EXTRAIT SOURCE>
# # # # #

Vienne

Qu’on n’attende pas de Boris Berman qu’il se soucie, abordant deux des sonates de la maturité de Haydn, d’y évoquer le pianoforte. Non, il les place dans le vaste mouvement du piano viennois et rapproche explicitement leurs inventions, leurs caractères mélodiques, leurs rythmes singuliers non pas de Beethoven, mais de Schubert, les mariant à la grande tardive Sonate en la majeur.

Le pari est osé, de confronter ainsi deux univers aussi opposés, mais contre toute attente il est réussi. Lorsque Boris Berman entre avec une certaine retenue dans l’Allegro ténébreux qui ouvre la Sonate de Schubert, le souvenir des traits de caractère(s) si saillant des deux opus de Haydn ne s’est pas effacé, mystères d’un certain esprit qui perdurerait à travers les générations.

# # # # #

[Entrées de la collection]
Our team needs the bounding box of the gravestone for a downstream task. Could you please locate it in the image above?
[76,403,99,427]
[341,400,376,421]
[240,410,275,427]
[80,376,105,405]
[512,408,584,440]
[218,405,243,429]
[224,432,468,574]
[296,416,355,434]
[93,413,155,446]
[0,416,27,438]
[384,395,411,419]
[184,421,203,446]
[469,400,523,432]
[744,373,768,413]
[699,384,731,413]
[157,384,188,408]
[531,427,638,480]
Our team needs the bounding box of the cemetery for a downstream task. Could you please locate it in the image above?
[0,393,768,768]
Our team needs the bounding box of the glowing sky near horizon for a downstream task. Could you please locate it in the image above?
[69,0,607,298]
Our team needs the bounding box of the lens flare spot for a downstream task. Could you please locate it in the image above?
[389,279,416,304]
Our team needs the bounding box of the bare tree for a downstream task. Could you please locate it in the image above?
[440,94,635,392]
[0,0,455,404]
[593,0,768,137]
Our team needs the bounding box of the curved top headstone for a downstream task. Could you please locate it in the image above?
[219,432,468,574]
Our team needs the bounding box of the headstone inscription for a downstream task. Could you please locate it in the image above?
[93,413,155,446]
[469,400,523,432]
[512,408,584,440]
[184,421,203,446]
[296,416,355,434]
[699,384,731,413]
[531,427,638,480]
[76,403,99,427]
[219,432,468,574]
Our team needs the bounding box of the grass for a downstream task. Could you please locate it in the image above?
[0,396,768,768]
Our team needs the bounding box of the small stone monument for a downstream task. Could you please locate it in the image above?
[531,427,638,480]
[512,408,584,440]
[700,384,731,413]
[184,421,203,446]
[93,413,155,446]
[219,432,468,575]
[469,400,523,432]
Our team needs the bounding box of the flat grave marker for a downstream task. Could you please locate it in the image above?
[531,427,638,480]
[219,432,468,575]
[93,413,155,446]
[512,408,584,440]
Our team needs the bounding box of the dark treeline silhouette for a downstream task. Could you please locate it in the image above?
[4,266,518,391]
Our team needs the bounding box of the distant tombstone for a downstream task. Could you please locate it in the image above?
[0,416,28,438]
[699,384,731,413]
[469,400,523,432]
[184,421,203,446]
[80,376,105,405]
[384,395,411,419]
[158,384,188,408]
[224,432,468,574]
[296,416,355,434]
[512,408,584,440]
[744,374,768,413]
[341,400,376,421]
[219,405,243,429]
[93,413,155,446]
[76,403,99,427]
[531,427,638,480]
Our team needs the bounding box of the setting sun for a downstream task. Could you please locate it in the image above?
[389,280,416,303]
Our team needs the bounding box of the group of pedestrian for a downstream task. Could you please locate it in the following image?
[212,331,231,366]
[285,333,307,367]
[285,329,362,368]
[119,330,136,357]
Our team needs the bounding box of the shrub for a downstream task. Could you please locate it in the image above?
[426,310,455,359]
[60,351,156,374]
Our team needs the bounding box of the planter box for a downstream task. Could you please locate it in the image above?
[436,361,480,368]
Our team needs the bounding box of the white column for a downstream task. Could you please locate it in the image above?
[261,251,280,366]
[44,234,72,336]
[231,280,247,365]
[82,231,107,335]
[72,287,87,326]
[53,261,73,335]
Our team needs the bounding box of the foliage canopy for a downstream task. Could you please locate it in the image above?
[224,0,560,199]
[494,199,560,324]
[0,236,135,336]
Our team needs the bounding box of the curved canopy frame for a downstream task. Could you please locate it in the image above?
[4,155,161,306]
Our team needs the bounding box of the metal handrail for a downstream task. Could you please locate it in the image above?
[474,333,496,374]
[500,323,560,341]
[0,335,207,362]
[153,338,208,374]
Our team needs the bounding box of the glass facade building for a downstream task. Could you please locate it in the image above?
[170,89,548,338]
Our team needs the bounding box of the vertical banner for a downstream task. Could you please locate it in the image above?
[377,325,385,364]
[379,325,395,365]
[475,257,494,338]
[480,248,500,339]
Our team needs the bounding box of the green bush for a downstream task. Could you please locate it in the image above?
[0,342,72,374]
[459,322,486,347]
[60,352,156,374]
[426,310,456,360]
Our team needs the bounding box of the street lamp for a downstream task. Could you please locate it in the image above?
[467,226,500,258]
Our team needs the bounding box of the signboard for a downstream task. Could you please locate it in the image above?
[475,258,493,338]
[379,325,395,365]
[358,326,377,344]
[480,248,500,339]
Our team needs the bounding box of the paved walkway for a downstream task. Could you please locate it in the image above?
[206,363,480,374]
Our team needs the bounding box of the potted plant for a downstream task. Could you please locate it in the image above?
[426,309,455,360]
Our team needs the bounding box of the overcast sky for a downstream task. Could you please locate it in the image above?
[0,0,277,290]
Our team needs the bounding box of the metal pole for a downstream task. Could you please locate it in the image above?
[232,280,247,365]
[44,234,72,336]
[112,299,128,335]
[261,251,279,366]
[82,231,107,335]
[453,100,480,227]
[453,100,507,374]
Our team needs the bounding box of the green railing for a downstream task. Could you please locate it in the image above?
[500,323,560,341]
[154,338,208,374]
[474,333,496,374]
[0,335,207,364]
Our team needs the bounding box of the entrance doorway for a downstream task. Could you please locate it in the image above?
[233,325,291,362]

# # # # #

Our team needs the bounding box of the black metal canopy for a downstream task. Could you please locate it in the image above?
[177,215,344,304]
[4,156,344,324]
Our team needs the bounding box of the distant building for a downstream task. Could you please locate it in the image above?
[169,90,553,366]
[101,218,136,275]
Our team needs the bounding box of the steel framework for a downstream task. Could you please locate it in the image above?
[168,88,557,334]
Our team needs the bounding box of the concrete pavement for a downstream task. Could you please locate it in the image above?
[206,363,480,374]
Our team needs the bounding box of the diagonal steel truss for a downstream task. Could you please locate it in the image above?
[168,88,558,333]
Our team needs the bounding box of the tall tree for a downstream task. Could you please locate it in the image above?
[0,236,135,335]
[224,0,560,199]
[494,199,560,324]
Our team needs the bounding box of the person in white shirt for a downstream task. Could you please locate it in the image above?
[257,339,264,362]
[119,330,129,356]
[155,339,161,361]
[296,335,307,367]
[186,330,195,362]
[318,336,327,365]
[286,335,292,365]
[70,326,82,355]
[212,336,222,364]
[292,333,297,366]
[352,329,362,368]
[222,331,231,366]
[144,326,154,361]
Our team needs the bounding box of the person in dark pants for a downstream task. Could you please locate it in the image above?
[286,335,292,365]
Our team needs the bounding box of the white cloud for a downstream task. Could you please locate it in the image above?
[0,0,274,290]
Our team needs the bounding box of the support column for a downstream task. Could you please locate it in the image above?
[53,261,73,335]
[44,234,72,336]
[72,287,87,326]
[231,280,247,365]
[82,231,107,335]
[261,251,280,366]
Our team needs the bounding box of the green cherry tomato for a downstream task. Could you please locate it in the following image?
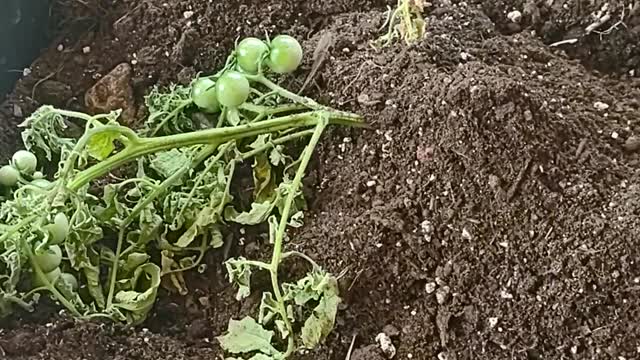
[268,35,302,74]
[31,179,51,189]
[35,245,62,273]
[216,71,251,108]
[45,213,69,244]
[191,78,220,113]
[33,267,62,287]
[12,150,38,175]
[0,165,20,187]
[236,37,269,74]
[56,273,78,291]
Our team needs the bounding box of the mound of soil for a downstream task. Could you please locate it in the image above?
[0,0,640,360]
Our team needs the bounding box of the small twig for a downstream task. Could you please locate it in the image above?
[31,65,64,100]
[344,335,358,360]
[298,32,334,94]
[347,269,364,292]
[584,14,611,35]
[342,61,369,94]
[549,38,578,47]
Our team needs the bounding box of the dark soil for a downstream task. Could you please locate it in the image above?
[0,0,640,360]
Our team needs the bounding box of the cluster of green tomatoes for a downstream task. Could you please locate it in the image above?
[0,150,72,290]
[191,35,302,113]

# # # # #

CONSIGNES>
• A. Réécrivez sous forme de liste le paragraphe de l'extrait sur Boris Berman qui commence par « Qu’on n’attende pas », en conservant ses faits principaux.
• B. Poursuivez l'extrait sur Boris Berman à partir de sa dernière phrase.

RÉPONSES>
• A.
- Boris Berman aborde deux sonates de la maturité de Haydn sans chercher à y évoquer le pianoforte.
- Il les place dans le vaste mouvement du piano viennois.
- Il rapproche explicitement leurs inventions, leurs caractères mélodiques et leurs rythmes singuliers de Schubert, et non de Beethoven.
- Il les associe à la grande Sonate tardive en la majeur.

• B.
Et comme elle est belle sa Sonate en la, ombreuse, intense, il prend son temps au long d’un Allegro dont chaque paysage est ausculté sans pourtant que la ligne ne se perde. Le toucher est magique lorsqu’il va à l’aigu, l’intériorisation du propos le rapproche de Radu Lupu plutôt que de Sviatoslav Richter, et il faut entendre la tempête de l’Andantino, visionnaire. Scherzo fusant, en doigts légers – j’entends son plaisir à caracoler sur le clavier !, et quelle tendresse dans le lied qui ouvre le Finale déroulé comme en rêve.

Ah, voilà un schubertien, qu’il poursuive son voyage ici !

LE DISQUE DU JOUR

Franz Joseph Haydn (1732-1809)
Sonate pour piano n° 62 en mi bémol majeur, Hob. XVI:52
Sonate pour piano n° 61 en ré majeur, Hob. XVI:51
Franz Schubert (1797-1828)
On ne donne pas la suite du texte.